- [PAGE EXCERPT]

────────────────

The Cordes lab “Physical and Synthetic Biology” specializes in the development and application of novel spectroscopy and imaging techniques that allow to map structure and function of biomolecules and (bio)chemical processes in space and time. For this the group uses a combination of optical techniques (single-molecule fluorescence spectroscopy & super-resolution imaging) with nanoscale sensors, i.e., fluorescent probes. The Cordes group follows a question-driven approach to gain insight into the molecular mechanisms of membrane transport and molecular motors (area 1), as well as chemical reactions and catalysis (area 2). Finally we are active in developing fluorescent probes and biophysical assays to characterize (bio)chemical processes and structures in vitro and in vivo (area 3).
Research Area 1: Molecular mechanisms of membrane transport
Membrane transport proteins play crucial roles in numerous cellular processes. Despite their importance, all proposed molecular models for transport are based on indirect evidence due to the inability of classical biophysical and biochemical techniques to directly visualize structural dynamics. This lack of data to validate mechanistic models for transport concerns both primary and secondary active transporters. The Cordes group is using single-molecule tools to decipher the molecular mechanisms of transport of these complex machines directly. This novel biophysical research area will support the development of new strategies against pathogenic bacteria or multi-drug resistant cancer cells.
Research Area 2: Novel approaches to unravel fundamental principles in chemistry and catalysis
We further use our expertise and techniques to understand mechanisms of “classical” chemical and catalytic problems. Especially single-molecule tools might play an important role in understanding the fundamental principles of catalytic activity. Often less than 1% of the molecules in homogenous catalysis or active sites in heterogenous catalysis fully dominate the outcome of a chemical reaction seen at a macroscopic level. Given the importance of mechanistic insights for the development of chemical reactions, it is surprising that the application of single-molecule and single-particle fluorescence microscopy is not yet common. Our group explores the use of sensitive fluorescence microscopy and time-resolved spectroscopy techniques to chemical and catalytic problems and their reaction mechanisms.

────────────────

[Referring expression pointing data]

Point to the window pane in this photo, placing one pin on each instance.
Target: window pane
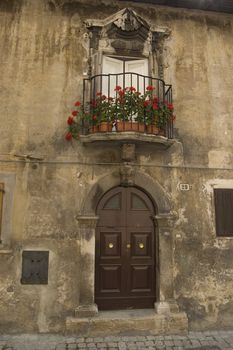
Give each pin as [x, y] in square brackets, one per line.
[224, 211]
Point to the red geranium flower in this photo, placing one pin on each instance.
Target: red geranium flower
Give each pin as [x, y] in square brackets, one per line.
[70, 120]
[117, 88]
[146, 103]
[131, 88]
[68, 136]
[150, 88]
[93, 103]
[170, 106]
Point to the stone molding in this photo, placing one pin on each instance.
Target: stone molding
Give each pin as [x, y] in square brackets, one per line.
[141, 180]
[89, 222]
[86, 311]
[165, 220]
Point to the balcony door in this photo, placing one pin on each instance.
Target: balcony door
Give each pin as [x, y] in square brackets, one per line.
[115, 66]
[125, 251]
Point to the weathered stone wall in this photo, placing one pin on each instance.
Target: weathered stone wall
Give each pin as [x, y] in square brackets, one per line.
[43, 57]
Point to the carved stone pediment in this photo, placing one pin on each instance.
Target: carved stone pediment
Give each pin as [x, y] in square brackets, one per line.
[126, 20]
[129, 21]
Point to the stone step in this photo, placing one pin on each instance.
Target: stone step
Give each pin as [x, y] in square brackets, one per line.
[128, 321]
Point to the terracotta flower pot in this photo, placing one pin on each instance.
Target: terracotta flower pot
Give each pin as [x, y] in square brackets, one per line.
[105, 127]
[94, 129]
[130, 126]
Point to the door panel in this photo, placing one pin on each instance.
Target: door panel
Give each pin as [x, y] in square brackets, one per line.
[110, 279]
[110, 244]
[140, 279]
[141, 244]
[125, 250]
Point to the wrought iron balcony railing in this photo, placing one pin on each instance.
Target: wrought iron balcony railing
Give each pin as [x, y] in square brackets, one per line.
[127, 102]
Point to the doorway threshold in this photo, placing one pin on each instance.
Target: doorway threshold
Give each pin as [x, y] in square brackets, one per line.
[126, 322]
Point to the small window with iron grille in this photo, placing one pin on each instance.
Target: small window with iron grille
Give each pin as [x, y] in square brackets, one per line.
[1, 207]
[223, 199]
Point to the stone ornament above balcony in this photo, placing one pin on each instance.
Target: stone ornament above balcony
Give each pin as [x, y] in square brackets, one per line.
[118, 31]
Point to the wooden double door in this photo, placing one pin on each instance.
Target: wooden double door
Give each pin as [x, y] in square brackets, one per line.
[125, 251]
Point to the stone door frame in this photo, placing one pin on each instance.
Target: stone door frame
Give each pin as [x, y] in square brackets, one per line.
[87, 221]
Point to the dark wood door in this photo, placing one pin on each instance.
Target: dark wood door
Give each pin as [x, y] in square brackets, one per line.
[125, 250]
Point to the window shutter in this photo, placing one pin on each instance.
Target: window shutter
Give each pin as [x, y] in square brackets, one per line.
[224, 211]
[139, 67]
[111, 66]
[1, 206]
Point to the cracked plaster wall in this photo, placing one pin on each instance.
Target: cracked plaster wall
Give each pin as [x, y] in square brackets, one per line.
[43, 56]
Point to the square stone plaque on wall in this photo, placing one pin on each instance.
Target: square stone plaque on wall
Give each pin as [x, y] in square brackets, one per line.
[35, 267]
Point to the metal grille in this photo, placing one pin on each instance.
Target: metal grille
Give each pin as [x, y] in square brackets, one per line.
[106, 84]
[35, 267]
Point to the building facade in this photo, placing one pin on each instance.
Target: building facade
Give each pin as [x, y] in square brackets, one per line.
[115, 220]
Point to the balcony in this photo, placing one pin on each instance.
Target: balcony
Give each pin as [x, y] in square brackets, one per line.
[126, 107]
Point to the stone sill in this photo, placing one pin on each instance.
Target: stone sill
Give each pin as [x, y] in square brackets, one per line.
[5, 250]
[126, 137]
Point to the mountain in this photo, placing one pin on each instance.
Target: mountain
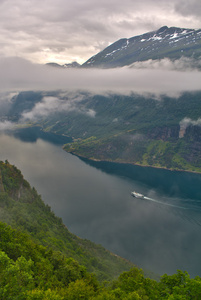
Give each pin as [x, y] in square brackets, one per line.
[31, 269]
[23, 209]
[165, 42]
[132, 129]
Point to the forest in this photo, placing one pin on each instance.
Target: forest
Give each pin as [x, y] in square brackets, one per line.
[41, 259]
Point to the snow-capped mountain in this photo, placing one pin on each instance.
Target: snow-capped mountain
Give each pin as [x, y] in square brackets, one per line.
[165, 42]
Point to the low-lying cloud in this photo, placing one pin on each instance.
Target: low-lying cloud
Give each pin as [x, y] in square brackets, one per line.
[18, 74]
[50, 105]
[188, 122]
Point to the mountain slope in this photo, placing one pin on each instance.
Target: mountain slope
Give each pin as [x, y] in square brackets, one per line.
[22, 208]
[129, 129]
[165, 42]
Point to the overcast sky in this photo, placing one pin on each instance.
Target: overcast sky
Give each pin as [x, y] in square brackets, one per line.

────────────────

- [PROMPT]
Continue the text on the Cordes lab's research from the point where it stops.

- [RESPONSE FOR THIS EXERCISE]
Research Area 3: Development of new spectroscopy and microscopy methods
In relation to the mechanistic (bio)chemical focus, the PSB group develops experimental tools based on time-resolved spectroscopy, photophysics and photochemistry.
Probe development, spectroscopy & biolabelling
Fluorescence emission has evolved to an indispensable tool in the life sciences, e.g., as a general contrast mechanism for imaging, biochemical assays, medical screening, or DNA-sequencing. The merits of these applications and their information content are not limited by physical instruments, but by the performance of the employed fluorescent reporters. These intrinsically suffer from transient excursions to dark states limiting signal height and stability as well as from irreversible photochemical destruction (“photobleaching”) that restricts their observation time. The Cordes lab is developing novel fluorophores with self-healing or other functional properties imparted by the covalent linkage of e.g., photostabilizers to the fluorophore. These vastly improved properties have proven to be crucial for advanced fluorescence applications and super-resolution microscopy (STED & STORM). Current projects focus on optimization of chemical linkage of photostabilizer-dye conjugates and their application in live-cells.
Novel biophysical assays
The Cordes group is using their photophysical expertise to develop novel biophysical tools to answer mechanistic questions in molecular biology. In typical single-molecule assays used for structural mapping of protein complexes, only a single distance is determined per experiment. One of the recent developments used a combination of photophysical (or photochemical) properties to obtain a multi-dimensional assay with higher information content: While a fluorescence resonance energy transfer process (FRET) reports on the distance (changes) between the two fluorophores the novel assay simultaneously allows to detect the presence of and distance to another yet unlabelled biomolecule via protein-induced fluorescence enhancement. Alternatively, we recently explored the use of caged fluorophores for smFRET experiments.